_WORK TASK_
In the records below, copy the line that contains "Target: white face mask" and each line after it, word for word, through the last.

┄┄┄┄┄┄┄┄┄┄┄┄┄┄┄┄┄┄┄┄

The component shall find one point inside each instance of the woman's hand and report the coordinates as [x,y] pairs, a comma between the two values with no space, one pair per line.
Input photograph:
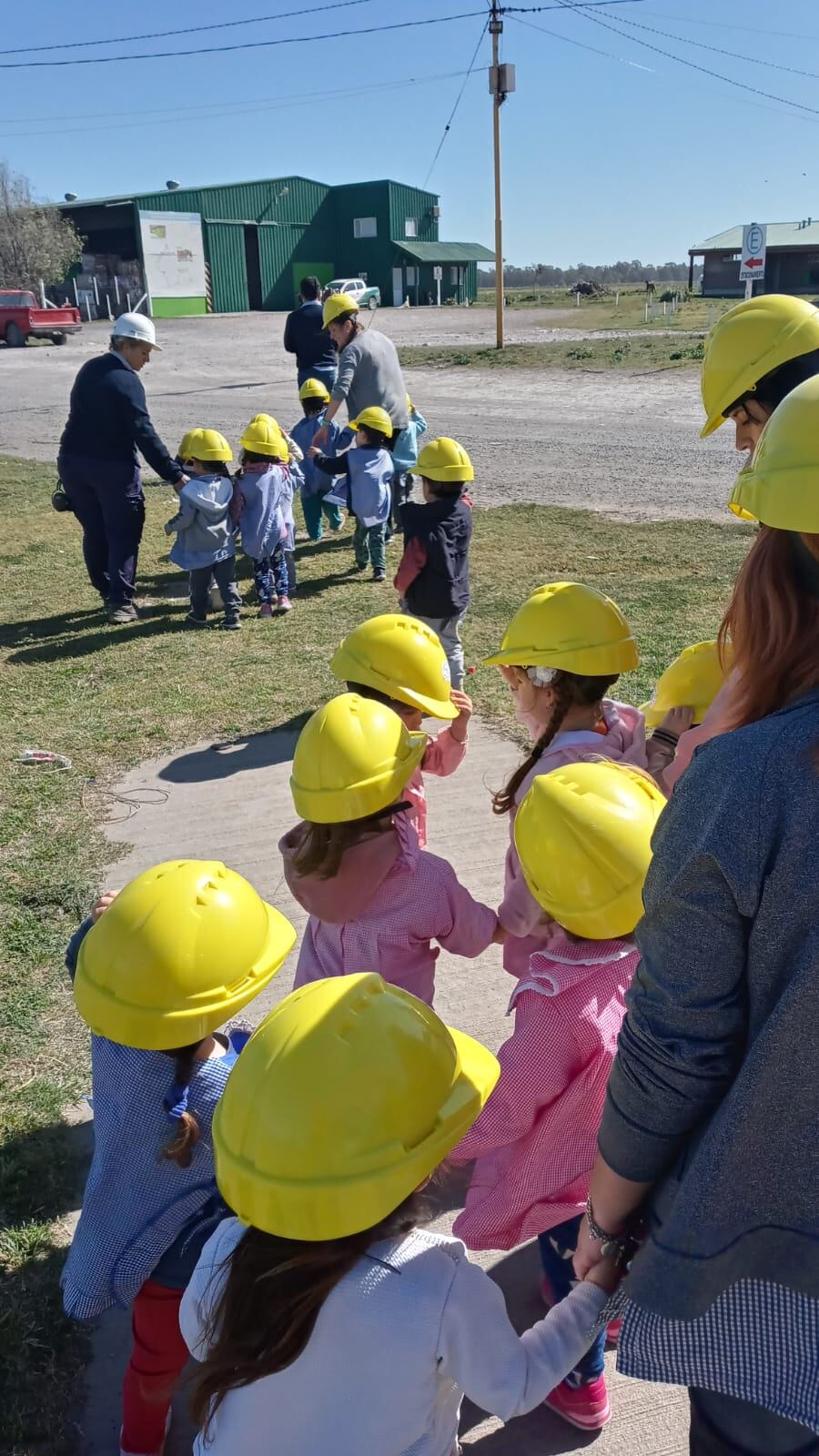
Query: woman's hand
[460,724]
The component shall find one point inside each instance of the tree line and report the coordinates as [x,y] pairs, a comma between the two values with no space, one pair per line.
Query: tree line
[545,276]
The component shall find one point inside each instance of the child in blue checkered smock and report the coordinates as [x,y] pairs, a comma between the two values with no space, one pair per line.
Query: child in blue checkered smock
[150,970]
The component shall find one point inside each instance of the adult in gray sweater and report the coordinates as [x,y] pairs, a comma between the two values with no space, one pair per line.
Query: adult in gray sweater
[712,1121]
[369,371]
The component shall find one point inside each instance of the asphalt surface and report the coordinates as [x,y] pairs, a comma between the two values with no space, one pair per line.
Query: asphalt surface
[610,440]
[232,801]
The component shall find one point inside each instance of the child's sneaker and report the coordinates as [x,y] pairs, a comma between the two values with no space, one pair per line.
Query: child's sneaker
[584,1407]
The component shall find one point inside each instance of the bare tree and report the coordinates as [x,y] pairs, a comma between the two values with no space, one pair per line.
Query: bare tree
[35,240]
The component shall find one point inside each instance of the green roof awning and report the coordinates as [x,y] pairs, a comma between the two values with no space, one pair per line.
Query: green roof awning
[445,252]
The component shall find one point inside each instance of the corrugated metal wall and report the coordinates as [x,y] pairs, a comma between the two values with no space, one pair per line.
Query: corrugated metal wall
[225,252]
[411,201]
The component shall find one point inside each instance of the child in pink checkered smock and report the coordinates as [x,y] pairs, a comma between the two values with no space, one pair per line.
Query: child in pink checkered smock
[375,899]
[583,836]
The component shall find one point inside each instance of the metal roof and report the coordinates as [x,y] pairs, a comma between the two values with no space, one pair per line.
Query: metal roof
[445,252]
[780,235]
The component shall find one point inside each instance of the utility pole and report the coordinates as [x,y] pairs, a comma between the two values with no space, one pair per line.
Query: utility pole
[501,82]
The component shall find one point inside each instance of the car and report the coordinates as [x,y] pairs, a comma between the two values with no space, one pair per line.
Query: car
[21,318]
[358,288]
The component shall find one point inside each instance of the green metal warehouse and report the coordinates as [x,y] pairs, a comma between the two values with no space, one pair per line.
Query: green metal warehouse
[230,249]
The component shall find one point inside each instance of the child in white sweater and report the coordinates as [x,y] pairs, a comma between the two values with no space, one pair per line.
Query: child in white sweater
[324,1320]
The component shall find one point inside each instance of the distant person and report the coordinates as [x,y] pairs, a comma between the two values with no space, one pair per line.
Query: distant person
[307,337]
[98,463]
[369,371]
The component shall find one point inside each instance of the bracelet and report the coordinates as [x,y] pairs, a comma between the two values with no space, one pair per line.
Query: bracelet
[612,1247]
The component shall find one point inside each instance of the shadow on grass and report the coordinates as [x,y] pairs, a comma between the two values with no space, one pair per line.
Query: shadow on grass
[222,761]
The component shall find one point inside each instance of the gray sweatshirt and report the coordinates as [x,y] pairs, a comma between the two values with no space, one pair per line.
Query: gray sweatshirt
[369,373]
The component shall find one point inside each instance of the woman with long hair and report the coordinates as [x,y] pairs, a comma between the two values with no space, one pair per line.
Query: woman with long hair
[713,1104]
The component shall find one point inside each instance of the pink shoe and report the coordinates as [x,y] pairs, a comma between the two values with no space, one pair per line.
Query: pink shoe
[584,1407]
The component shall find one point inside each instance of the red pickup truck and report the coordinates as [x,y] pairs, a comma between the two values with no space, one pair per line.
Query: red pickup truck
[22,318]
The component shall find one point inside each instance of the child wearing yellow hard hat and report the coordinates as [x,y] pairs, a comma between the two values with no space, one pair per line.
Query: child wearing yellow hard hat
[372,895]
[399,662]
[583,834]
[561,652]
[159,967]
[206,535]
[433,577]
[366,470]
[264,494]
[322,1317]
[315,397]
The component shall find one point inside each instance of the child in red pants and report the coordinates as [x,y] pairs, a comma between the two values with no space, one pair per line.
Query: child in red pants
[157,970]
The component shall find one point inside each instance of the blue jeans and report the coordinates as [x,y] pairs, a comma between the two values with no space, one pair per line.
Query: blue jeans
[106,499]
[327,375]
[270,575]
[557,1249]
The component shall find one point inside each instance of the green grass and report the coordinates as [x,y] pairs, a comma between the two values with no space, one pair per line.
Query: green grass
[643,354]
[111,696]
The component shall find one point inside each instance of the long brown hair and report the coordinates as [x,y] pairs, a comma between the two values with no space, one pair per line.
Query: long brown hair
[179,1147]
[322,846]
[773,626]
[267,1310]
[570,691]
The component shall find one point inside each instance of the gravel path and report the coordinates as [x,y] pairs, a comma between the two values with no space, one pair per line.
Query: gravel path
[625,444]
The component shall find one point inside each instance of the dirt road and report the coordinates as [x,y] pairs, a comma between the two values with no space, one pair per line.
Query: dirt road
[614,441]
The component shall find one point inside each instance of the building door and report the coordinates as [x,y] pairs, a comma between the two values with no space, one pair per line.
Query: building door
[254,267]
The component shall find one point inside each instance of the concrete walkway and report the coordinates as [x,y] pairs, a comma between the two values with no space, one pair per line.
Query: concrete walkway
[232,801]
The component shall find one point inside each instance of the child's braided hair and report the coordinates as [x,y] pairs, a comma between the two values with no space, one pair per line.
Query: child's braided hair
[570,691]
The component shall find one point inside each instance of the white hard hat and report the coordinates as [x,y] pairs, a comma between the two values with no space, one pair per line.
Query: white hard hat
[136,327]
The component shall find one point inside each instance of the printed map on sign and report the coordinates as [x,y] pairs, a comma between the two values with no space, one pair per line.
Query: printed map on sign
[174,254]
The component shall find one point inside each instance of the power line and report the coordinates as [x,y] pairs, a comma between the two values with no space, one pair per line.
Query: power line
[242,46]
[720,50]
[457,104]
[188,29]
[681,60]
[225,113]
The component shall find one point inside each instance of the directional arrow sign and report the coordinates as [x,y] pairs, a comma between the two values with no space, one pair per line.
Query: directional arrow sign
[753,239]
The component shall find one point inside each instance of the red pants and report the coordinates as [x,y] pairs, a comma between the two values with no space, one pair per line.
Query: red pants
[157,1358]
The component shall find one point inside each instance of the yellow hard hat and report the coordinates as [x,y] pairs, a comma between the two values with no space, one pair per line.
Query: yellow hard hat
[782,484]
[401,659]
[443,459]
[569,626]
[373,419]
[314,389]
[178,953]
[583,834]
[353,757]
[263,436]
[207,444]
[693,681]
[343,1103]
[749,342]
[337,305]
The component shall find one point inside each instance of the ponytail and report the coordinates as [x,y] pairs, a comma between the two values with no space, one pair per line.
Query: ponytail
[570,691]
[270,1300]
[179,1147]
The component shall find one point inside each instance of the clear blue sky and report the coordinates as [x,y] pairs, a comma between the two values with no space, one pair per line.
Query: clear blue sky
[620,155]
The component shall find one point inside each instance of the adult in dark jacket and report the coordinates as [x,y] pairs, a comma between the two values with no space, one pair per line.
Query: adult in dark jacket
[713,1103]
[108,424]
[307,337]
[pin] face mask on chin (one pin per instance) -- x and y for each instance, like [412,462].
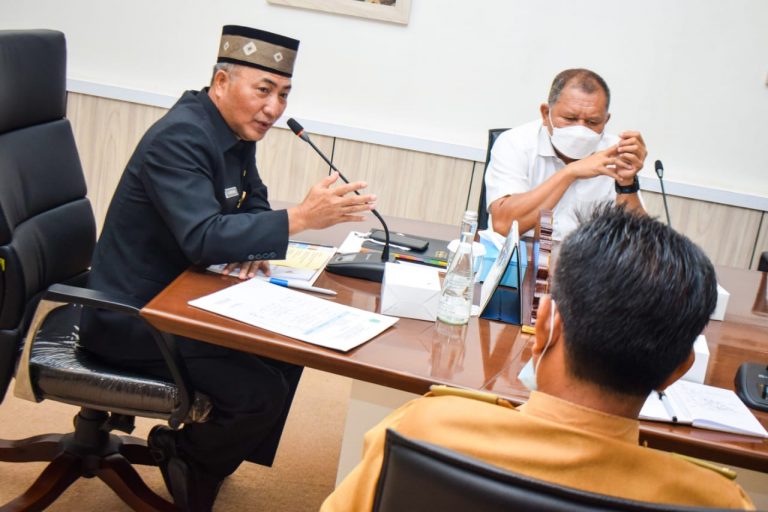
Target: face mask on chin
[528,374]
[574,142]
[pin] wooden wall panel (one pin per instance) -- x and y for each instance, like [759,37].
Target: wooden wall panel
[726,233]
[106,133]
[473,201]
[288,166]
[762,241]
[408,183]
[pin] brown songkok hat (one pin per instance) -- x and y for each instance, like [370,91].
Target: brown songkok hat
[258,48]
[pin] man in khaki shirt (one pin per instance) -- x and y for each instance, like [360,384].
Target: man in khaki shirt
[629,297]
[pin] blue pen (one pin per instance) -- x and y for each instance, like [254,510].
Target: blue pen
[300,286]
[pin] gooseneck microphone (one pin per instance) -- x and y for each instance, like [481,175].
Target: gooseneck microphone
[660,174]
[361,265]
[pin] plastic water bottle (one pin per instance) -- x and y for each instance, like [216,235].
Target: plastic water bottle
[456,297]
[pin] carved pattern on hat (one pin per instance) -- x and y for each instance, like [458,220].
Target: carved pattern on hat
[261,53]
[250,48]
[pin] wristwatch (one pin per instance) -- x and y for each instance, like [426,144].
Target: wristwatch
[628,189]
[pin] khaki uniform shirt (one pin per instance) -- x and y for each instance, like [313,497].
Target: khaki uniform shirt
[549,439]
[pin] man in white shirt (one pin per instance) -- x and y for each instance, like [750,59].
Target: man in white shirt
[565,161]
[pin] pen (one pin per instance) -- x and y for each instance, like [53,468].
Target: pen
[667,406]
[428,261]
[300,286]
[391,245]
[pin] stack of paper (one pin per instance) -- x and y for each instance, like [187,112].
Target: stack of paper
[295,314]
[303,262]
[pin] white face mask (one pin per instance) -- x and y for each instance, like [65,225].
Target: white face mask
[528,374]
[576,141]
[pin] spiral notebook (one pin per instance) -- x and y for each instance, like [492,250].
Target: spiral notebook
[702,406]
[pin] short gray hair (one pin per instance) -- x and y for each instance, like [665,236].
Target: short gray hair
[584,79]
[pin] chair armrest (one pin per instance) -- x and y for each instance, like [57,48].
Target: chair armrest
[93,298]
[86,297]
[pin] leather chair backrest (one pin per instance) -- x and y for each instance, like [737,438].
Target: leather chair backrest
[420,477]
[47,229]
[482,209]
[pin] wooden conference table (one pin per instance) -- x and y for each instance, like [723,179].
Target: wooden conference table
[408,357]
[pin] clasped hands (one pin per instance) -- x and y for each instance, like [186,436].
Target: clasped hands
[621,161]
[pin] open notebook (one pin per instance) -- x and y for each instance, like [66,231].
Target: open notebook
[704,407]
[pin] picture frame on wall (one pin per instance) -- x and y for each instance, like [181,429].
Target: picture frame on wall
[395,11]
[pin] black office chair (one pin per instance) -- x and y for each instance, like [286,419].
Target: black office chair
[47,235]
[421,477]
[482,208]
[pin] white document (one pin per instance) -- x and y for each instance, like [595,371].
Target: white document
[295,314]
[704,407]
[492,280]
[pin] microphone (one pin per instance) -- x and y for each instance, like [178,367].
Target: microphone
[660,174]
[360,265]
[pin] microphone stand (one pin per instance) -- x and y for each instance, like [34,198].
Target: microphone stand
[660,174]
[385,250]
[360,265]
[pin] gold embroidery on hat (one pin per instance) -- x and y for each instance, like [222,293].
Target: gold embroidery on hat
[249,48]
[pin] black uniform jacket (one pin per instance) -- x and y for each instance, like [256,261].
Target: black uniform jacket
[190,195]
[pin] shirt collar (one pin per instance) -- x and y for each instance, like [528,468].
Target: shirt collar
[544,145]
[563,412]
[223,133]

┄┄┄┄┄┄┄┄┄┄┄┄┄┄┄┄┄┄┄┄

_RESPONSE TO THIS EXERCISE_
Target: white face mask
[528,374]
[576,141]
[pin] spiral notebook (one pin per instance) -- x and y for each instance, like [492,250].
Target: spiral notebook
[702,406]
[pin] short gray hair (one pin per instance) -- x and y for each instance, like [665,236].
Target: short gray hair
[584,79]
[pin] chair armrest (one pin per instance) -- x and y for each instance, like [57,48].
Target: chair armrest
[93,298]
[86,297]
[pin] leather chair backrest (one pin per instance) -- x and y for each instance, like [737,438].
Target: leather chair backrest
[420,477]
[47,229]
[482,209]
[pin] wooden conference table (one pin per instance) -- x and y for each instance, like [723,179].
Target: wooden conference table
[408,357]
[pin] clasped hands (one pin per instance) -- x and y for each instance, like [186,436].
Target: clasped hands
[621,161]
[pin] open notebook (one pin per instance) -- x and y for each instance, like [66,231].
Target: open notebook
[704,407]
[pin] picture frame on wall (one pin per instance) -- x and y for each instance, like [181,429].
Target: picture frame on wall
[395,11]
[pin] black office chair (one pin per instance) -- x and y for each instance, like [286,419].
Target: black office chair
[47,235]
[421,477]
[482,208]
[pin] white document (one pin per instance) -- x and y for each instance, like [595,371].
Target: white document
[295,314]
[704,407]
[492,280]
[pin] microphone (one pin per instance) -- x and y for each instance, like [178,367].
Target: microphone
[660,174]
[360,265]
[pin] microphone stand (one pin per instance) -- x and y for each instance, like [34,198].
Target: microphone stand
[660,174]
[385,250]
[360,265]
[pin] gold embroidery on hat (one pin per instance) -- x and y for each instance, like [222,293].
Target: gold embroidery on hat
[249,48]
[pin] black uniform jacket (one pin per instance) -- x and y for each instance, like [256,261].
Target: black uniform jacket
[190,195]
[pin] shirt collar (one pin per instance) -- x and y for each instance, like [528,468].
Target: shirt collar
[544,145]
[563,412]
[223,133]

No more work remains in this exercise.